- _BRIEF_:
Render each line of the data below as a string in a single JSON list, one string per line, omitting any blank lines.

── DATA EXTRACT

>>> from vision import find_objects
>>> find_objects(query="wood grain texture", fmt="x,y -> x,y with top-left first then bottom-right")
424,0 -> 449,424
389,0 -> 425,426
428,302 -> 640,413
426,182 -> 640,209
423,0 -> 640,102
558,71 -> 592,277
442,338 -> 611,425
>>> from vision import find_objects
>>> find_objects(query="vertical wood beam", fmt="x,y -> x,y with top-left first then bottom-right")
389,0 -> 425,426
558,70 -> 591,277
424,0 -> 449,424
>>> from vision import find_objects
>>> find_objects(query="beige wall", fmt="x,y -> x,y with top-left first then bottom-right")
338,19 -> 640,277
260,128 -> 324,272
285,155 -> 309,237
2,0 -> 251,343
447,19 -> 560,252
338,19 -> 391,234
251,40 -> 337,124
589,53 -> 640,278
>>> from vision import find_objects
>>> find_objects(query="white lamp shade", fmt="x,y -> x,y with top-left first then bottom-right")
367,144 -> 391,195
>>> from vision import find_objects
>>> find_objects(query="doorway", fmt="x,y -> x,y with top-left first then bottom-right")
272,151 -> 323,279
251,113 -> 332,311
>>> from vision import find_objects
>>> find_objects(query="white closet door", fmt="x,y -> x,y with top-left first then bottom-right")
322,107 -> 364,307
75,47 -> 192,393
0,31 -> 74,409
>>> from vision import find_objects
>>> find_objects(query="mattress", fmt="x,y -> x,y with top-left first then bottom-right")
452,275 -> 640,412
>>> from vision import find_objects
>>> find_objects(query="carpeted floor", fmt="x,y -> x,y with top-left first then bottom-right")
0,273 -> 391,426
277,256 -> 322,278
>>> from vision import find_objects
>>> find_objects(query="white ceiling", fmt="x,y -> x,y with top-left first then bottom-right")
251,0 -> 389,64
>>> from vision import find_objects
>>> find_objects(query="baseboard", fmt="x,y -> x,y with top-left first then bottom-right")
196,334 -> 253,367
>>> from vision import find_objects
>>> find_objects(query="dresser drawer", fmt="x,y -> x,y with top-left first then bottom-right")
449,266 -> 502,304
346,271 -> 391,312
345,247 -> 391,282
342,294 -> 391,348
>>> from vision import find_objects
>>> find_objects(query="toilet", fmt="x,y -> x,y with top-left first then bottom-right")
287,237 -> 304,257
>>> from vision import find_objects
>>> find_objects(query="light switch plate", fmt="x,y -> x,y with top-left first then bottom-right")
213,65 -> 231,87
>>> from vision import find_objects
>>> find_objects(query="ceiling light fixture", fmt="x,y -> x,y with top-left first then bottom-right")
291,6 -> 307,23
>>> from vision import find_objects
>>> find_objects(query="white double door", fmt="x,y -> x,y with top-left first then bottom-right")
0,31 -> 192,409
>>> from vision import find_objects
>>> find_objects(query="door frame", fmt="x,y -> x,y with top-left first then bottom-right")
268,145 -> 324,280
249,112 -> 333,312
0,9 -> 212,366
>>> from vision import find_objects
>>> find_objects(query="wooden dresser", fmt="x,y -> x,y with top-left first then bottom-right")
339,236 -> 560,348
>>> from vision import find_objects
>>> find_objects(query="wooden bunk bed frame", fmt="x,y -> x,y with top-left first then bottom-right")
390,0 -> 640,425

────

- _EXERCISE RESPONSE_:
[
  ">>> from vision import find_objects",
  ">>> find_objects(query=\"wood grain texture\", fmt=\"x,y -> x,y with top-left first then bottom-right\")",
  "424,0 -> 449,424",
  "389,0 -> 425,426",
  "428,302 -> 640,413",
  "426,182 -> 640,209",
  "423,0 -> 640,102",
  "558,71 -> 592,277",
  "442,338 -> 611,425",
  ">>> from vision import find_objects",
  ">>> find_objects(query=\"vertical wood beam\", fmt=\"x,y -> x,y with top-left first then bottom-right\")",
  "389,0 -> 425,426",
  "558,70 -> 591,277",
  "424,0 -> 449,424",
  ">>> from vision import find_objects",
  ">>> find_objects(query=\"beige wall\", fmt=\"x,y -> x,y with top-left first then bottom-right\")",
  "338,19 -> 640,277",
  "260,128 -> 324,272",
  "285,155 -> 309,237",
  "2,0 -> 251,343",
  "447,19 -> 560,252",
  "338,19 -> 391,234",
  "251,40 -> 337,124",
  "589,53 -> 640,278",
  ">>> from vision import find_objects",
  ">>> find_objects(query=\"white lamp shade\", fmt=\"x,y -> x,y with top-left first then bottom-right\")",
  "367,144 -> 391,195",
  ">>> from vision import find_objects",
  ">>> find_objects(query=\"doorway\", fmt=\"x,y -> x,y with top-left first then bottom-right\")",
  "272,151 -> 323,279",
  "251,113 -> 332,311",
  ">>> from vision import find_objects",
  ">>> find_objects(query=\"white closet door\", fmt=\"x,y -> x,y with top-left first then bottom-right\")",
  "322,107 -> 364,307",
  "75,47 -> 192,393",
  "0,31 -> 74,409",
  ">>> from vision import find_objects",
  ">>> find_objects(query=\"mattress\", fmt=\"x,y -> x,y with top-left first then bottom-right\")",
  "452,275 -> 640,412",
  ">>> from vision import find_objects",
  ">>> find_objects(query=\"carpeted floor\", fmt=\"x,y -> x,y with top-left first then bottom-right\")",
  "0,273 -> 391,426",
  "277,256 -> 322,278",
  ">>> from vision import find_objects",
  ">>> find_objects(query=\"white ceiling\", fmt=\"x,y -> x,y with top-left first then bottom-right\")",
  "251,0 -> 389,64",
  ">>> from vision import find_objects",
  ">>> find_objects(query=\"baseboard\", fmt=\"x,y -> x,y with top-left first then bottom-right\")",
  "196,334 -> 253,367",
  ">>> from vision import find_objects",
  ">>> find_objects(query=\"dresser drawer\", fmt=\"x,y -> x,y with top-left first then bottom-right\")",
  "449,266 -> 502,304",
  "346,271 -> 391,312",
  "345,247 -> 391,282",
  "342,294 -> 391,348",
  ">>> from vision import find_objects",
  ">>> find_objects(query=\"toilet\", fmt=\"x,y -> x,y with top-left first then bottom-right\")",
  "287,237 -> 304,257",
  ">>> from vision import find_objects",
  ">>> find_objects(query=\"light switch plate\", fmt=\"x,y -> x,y with top-left first then bottom-right\")",
  "213,65 -> 231,87",
  ">>> from vision import find_objects",
  ">>> find_objects(query=\"ceiling light fixture\", fmt=\"x,y -> x,y with top-left first then bottom-right\")",
  "291,6 -> 307,23",
  ">>> from vision import find_objects",
  ">>> find_objects(query=\"white double door\", fmt=\"x,y -> x,y with top-left first then bottom-right\")",
  "0,31 -> 192,409",
  ">>> from vision import find_objects",
  ">>> find_objects(query=\"door frame\", fmt=\"x,y -> x,y with top-left first then bottom-right\")",
  "268,145 -> 324,280",
  "249,112 -> 333,312",
  "0,9 -> 212,366",
  ">>> from vision import find_objects",
  ">>> find_objects(query=\"wooden dresser\", fmt=\"x,y -> x,y with top-left first then bottom-right\")",
  "339,236 -> 560,348",
  ">>> from vision import find_objects",
  ">>> find_objects(query=\"wooden bunk bed frame\", fmt=\"x,y -> x,y with top-left first then bottom-right\")",
  "390,0 -> 640,425"
]